[Entries for pointing and labeling]
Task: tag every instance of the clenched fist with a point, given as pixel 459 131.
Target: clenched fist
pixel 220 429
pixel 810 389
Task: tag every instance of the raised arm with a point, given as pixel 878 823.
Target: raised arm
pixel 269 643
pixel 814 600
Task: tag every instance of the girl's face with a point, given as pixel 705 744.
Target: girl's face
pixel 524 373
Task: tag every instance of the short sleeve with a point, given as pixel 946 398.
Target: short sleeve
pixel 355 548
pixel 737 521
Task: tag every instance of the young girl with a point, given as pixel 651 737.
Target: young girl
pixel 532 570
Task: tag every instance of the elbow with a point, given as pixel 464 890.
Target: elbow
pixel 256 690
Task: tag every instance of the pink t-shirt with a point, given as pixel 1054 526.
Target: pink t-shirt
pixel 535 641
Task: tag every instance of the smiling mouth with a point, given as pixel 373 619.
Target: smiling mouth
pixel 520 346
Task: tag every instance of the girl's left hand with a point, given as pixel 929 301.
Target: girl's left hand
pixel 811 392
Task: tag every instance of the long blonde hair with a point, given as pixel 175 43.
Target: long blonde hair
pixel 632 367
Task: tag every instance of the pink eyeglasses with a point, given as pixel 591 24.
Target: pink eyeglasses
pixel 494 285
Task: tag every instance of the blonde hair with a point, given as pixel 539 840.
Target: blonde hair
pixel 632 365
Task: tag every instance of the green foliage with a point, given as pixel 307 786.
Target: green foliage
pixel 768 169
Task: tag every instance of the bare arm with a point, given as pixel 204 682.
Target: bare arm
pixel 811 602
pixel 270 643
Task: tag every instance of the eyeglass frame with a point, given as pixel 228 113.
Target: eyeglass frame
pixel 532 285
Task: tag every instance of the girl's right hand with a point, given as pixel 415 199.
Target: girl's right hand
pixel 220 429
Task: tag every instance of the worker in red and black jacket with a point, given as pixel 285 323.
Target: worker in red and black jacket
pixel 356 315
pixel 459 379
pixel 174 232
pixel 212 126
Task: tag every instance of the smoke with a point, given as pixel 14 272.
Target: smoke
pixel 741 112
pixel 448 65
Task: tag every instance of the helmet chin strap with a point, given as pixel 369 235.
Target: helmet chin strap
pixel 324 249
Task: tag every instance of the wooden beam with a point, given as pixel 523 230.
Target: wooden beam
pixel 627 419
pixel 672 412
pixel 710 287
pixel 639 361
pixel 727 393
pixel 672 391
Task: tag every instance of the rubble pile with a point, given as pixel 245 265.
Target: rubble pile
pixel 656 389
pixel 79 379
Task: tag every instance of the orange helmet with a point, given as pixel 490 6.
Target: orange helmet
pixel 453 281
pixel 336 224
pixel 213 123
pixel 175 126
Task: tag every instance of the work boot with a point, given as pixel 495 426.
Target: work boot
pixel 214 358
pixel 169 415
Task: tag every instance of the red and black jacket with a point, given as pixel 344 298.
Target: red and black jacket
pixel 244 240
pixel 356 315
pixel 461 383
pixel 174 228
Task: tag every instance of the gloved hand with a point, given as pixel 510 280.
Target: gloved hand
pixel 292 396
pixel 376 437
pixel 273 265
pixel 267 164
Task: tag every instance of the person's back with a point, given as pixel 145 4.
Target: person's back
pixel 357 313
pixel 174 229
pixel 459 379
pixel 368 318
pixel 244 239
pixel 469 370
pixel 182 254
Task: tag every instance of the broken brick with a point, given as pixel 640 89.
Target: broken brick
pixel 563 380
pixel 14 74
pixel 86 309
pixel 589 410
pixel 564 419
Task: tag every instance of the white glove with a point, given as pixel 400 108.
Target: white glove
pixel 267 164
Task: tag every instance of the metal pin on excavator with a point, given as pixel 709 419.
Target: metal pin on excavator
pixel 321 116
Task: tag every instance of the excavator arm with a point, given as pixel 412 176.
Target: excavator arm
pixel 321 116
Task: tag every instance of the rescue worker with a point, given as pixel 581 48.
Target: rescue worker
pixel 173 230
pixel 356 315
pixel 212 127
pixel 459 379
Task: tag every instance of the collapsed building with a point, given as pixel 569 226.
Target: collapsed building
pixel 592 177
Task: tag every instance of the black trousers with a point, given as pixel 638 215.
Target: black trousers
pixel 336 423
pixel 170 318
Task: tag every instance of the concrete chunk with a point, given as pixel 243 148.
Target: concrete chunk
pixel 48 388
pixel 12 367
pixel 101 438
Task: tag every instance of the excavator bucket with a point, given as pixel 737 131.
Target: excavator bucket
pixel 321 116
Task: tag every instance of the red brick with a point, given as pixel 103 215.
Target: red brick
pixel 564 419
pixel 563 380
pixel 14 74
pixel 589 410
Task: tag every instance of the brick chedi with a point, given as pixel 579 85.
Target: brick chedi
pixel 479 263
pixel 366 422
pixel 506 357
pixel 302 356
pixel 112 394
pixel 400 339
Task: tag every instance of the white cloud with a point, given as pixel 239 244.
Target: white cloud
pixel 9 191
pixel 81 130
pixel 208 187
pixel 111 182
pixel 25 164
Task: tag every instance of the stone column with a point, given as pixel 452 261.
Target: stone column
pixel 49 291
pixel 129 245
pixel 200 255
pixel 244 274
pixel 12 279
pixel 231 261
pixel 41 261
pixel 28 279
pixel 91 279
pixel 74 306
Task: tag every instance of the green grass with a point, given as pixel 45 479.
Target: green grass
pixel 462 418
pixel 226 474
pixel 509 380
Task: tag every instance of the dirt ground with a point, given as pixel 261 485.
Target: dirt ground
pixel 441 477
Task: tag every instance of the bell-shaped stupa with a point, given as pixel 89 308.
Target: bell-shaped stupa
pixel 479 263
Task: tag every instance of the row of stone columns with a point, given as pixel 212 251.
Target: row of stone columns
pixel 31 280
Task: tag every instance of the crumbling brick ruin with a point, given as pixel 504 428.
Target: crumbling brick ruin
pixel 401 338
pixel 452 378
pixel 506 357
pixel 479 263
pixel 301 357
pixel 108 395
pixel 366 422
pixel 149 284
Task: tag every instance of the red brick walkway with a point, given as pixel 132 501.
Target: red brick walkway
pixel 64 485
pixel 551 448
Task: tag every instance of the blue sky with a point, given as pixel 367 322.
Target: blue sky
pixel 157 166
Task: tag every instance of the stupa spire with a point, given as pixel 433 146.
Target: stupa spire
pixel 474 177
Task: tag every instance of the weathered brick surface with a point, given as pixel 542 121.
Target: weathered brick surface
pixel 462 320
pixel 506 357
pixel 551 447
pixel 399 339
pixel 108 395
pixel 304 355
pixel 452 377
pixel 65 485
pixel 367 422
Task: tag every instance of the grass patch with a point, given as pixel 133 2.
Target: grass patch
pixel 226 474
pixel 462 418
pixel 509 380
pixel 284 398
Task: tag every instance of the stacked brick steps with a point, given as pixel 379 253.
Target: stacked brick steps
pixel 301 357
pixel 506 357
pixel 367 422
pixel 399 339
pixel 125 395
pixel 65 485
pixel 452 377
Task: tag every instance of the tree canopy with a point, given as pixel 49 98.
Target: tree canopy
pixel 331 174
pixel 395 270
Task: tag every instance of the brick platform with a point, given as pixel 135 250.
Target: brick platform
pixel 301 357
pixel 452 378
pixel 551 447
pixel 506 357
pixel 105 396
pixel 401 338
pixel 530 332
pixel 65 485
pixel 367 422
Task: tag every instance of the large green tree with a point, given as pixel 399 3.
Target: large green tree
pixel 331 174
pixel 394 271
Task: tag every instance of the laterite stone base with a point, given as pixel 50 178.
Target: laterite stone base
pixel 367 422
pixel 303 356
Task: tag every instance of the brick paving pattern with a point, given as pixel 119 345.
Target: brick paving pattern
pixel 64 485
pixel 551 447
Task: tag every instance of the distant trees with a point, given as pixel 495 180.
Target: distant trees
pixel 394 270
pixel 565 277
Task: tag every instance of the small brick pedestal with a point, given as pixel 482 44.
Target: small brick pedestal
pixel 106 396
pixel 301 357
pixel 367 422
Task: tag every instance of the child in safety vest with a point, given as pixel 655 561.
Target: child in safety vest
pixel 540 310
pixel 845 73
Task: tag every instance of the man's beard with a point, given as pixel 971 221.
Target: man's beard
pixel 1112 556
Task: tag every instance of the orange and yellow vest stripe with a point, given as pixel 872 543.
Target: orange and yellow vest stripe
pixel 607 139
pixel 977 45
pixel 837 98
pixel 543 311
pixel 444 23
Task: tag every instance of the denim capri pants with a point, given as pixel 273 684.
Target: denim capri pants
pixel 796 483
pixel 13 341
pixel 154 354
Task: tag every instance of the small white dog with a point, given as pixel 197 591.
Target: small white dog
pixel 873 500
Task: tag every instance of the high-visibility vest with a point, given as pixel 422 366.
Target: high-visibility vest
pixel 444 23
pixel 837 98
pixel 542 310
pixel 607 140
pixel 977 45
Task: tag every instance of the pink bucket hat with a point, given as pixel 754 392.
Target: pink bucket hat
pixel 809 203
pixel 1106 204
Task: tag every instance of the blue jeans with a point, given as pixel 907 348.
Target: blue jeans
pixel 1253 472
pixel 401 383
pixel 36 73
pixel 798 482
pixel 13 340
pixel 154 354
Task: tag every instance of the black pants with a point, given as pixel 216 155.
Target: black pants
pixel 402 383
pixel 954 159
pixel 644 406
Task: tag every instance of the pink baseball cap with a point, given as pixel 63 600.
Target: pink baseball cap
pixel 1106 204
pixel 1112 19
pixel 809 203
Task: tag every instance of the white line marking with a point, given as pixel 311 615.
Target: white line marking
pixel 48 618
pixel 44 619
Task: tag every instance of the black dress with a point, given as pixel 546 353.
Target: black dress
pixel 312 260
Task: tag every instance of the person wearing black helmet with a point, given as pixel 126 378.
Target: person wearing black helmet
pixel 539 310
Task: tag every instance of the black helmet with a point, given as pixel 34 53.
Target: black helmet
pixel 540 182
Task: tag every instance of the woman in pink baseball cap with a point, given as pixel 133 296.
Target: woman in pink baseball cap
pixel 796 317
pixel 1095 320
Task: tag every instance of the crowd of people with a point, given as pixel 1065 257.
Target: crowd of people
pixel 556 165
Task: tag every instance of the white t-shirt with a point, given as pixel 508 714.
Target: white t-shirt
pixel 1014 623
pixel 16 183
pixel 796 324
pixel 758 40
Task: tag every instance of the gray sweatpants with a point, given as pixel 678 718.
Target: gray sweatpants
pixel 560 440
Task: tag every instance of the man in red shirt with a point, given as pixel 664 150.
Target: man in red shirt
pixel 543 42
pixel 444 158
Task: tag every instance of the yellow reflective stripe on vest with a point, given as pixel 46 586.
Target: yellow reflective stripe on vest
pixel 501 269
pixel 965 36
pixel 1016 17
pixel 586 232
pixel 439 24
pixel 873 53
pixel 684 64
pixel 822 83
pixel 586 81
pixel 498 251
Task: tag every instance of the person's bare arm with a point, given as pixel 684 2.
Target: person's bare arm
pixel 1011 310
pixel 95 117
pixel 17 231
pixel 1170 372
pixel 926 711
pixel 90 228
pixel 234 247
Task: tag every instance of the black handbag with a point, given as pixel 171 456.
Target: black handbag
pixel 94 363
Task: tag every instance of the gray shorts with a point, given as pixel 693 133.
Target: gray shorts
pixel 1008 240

- _SET PROBLEM_
Quote the items from their first line through the line holding "pixel 814 600", inclusive, reproducing each of those lines verbatim.

- _RESPONSE TO THE EXERCISE_
Task: tag every instance of the clenched fist with a point, given as pixel 459 131.
Target: clenched fist
pixel 220 429
pixel 810 389
Task: tag every instance of the raised arm with a point, given as pixel 878 823.
Target: raised arm
pixel 269 643
pixel 814 600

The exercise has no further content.